- Extracted text:
Postby LucidLizard » Wed Apr 04, 2012 3:27 am

Lucid Lizard
Hi Elizabeth, ready to go...

Elizabeth Whatsleft
Good, have a big pot of tea :-) here

Lucid Lizard
and me water :O)

Elizabeth Whatsleft
How are you today, Johanna?

Lucid Lizard
better... when I saw my pattern yesterday I literally bawled. Then I watched a movie and moved on.

Elizabeth Whatsleft
"Went looking, releasing any feeling of elation or "I" as it came. Was laying underneath warm covers and felt like going for a leak. "I" reluctantly thought "I have to go pee" the mind snapped right back "I is just a thought" I went OH SHIT!!! I saw "self" hanging by a thread. Thoughts started rushing in to explain and coach but I could LOOK simultaneously without making a problem about it. :O) ☼


I don't understand why I didn't get it the other day, clearly no "I" in me had said: "I is just a thought" It just happened spontaneously which surprised me a great deal.""

[Items from a data source]
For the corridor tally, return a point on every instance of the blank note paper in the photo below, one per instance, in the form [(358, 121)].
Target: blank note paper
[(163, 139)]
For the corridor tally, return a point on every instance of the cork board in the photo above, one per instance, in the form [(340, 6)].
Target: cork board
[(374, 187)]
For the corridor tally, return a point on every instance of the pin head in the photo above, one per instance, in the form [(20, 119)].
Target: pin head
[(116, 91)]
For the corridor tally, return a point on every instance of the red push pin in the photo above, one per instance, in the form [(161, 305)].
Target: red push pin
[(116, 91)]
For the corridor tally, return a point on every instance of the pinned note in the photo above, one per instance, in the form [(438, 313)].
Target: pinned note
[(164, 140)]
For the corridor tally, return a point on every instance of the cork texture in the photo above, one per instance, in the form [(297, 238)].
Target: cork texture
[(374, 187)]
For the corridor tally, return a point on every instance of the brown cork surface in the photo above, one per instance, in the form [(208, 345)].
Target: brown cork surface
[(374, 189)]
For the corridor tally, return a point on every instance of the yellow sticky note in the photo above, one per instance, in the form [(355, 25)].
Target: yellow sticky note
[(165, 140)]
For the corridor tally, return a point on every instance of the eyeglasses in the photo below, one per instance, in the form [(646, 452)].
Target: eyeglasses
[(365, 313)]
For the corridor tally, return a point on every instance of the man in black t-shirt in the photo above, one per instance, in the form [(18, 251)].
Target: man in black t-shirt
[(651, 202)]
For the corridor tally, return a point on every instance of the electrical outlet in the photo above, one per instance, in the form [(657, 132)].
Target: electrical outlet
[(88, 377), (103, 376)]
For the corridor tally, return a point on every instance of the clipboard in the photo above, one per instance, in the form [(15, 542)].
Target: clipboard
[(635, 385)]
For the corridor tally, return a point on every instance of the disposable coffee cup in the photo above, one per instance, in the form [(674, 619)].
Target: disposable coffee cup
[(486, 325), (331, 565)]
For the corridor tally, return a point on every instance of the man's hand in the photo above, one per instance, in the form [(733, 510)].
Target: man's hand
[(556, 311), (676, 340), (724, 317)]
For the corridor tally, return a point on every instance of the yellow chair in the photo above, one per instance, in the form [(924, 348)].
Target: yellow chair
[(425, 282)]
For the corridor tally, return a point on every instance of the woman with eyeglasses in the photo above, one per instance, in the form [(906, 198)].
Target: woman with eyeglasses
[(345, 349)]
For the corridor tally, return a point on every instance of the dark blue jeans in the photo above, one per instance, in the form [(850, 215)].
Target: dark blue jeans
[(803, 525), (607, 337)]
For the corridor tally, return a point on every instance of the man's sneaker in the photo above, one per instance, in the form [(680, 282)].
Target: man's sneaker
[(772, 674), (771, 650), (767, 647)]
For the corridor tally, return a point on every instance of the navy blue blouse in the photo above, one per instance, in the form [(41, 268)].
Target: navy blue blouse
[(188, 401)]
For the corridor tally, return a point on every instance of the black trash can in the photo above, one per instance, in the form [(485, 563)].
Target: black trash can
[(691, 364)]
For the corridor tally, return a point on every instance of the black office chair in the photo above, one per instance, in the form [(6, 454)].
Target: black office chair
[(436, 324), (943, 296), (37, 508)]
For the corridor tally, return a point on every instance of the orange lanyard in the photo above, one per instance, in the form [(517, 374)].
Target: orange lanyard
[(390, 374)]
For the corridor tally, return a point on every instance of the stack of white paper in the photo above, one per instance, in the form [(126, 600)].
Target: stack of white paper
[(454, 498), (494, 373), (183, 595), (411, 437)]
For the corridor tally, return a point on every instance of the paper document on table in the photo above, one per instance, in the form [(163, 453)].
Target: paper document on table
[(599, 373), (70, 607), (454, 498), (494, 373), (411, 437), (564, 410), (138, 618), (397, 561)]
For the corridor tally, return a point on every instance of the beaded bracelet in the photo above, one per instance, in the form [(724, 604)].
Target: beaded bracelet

- What to do:
Write the next few messages of the forum chat between Lucid Lizard and Elizabeth Whatsleft, starting after the last message shown above.

- Expected answer:
So you clearly see the I rushing in to reclaim.

Elizabeth Whatsleft
Taking the experience in thought. And also the "Other I" who is commenting on the rushing in to reclaim, still percieved as an I one step reomoved?

Lucid Lizard
I have one of the most stubburn mind I know :O)

Elizabeth Whatsleft
Sorry my typing is awful lately.
From what you say, it appears as if you have an I you watch, and an I to watch the I. Is that so?

Lucid Lizard
I don't know but I would not be surprise to find many inspectors inspecting the next inspector...

Elizabeth Whatsleft
Yes, like Russian dolls. You know the turtle story in Zen?

Lucid Lizard
I feel so well guarded that it's hard to even feel the fears
yes Russian dolls good one had not thought of it

Elizabeth Whatsleft
Who is guarding? Describe this guard, one of the dolls? Who is he guarding?

Lucid Lizard
First name that come to mind is IGOR my subconscious

Elizabeth Whatsleft
LOL, is that like Frankensteins' servant?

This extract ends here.